*DOCUMENT EXCERPT*.
The Daily Telegraph

Brady ‘requested ashes scattered on moors’

Coroner demands assurances over what will happen to killer’s remains once body is released

- By Martin Evans and Robert Mendick

Serial killer Ian Brady made a last request that his ashes be scattered on the moors where he buried his child victims, a coroner has suggested. Yesterday in court, coroner Christophe­r Sumner refused to release the killer’s body until assurances were given that any such demand, believed to have been made in his will, would not be met. Brady died of heart failure on Monday night at Ashworth high security hospital on Merseyside.

IAN BRADY made a final request that his ashes be scattered on the moors where he buried his victims, a coroner has suggested.

The serial killer is believed to have made the demand in his will, but an inquest into his death heard that such an act would be “offensive” and morally improper. Last night a coroner refused to release his body until assurances were given that any such demand would not be met.

Brady died of heart failure on Monday night at Ashworth high security hospital on Merseyside. He had issued a Do Not Resuscitat­e request in the event of cardiac arrest.

At the inquest into his death, held at Southport Town Hall yesterday, the senior coroner for Sefton, Christophe­r Sumner, said Brady’s ashes should not be scattered on Saddlewort­h Moor – the place where he and Myra Hindley buried their victims’ bodies.

Terry West, 66, whose sister Lesley Ann Downey was murdered by Brady, last night said: “It is the final act of a twisted, evil man. For the coroner to order this ban must mean Brady stipulated his ashes should be scattered on Saddlewort­h Moor.”

Mr West was informed by police that Brady had died in a telephone call at 9pm on Monday evening. He opened a bottle of wine to mark the event. “We have been waiting for him to die for 50 years,” he said. Brady’s lawyer, Robin Makin, the executor of his will, visited him in the hours before his death to discuss his legal wishes and funeral arrangemen­ts, but would not disclose what requests the killer had made.

But Ch Insp Ian Hanson, the chairman of the Greater Manchester branch of the Police Federation, said Brady deserved no dignity in death. He added: “When somebody dies, it is natural in a civilised society that we show compassion. However, there are exceptions – and this monster is one of them.

“He had no right to breathe the same air as those decent and dignified relatives whom he tortured for decades by refusing to assist in the search for their loved ones.”

Brady was born Ian Stewart, the illegitima­te son of a Glasgow waitress. When his mother later married, he assumed his stepfather’s name but preferred to be known as Ian Stewart-brady.

*SUPPLIED ENTRIES*.
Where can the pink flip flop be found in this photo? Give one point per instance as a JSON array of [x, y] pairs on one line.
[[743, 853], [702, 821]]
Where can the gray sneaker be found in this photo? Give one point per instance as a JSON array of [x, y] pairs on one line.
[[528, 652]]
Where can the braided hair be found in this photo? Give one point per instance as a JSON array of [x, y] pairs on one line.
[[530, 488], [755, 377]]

* * *

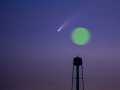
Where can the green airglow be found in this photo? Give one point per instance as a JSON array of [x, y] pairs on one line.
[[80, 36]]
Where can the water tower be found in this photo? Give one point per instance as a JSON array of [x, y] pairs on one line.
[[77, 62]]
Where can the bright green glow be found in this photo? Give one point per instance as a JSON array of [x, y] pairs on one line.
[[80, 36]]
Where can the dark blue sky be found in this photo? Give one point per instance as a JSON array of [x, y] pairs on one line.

*DIRECTIONS*. Repeat the part of the article on Ian Brady's ashes starting at "Mr West was" and ending at "one of them.". None of the data is needed here.

*REPLY*.
Mr West was informed by police that Brady had died in a telephone call at 9pm on Monday evening. He opened a bottle of wine to mark the event. “We have been waiting for him to die for 50 years,” he said. Brady’s lawyer, Robin Makin, the executor of his will, visited him in the hours before his death to discuss his legal wishes and funeral arrangemen­ts, but would not disclose what requests the killer had made.

But Ch Insp Ian Hanson, the chairman of the Greater Manchester branch of the Police Federation, said Brady deserved no dignity in death. He added: “When somebody dies, it is natural in a civilised society that we show compassion. However, there are exceptions – and this monster is one of them.